### TO DO
Update the items starting with the line with "Target: vertical wood panel seam" and going on through the end of the items, putting "most central" in place of "innermost" and keeping everything else the same. Leave the pictures out of your answer.

### DATA PROVIDED
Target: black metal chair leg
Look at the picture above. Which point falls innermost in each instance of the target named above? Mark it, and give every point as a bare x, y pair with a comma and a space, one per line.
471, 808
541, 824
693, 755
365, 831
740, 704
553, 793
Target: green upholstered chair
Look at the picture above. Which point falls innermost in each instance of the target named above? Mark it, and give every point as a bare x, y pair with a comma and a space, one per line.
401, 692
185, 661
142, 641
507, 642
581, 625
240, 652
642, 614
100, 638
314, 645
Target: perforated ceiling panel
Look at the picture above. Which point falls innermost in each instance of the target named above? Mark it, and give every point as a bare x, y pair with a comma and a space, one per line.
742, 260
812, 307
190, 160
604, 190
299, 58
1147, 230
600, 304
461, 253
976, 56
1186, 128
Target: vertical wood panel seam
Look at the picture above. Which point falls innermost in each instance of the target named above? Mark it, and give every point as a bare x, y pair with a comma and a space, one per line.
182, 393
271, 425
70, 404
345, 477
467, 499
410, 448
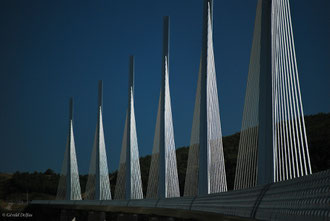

### SOLUTION
Target: vertical wood panel seam
Look at the picture above. Which point falls most central in each instance of the target named above? Mark it, and give every point as a bare x, y pair with a comma and a space, one per line.
182, 393
271, 425
70, 404
345, 477
467, 499
410, 448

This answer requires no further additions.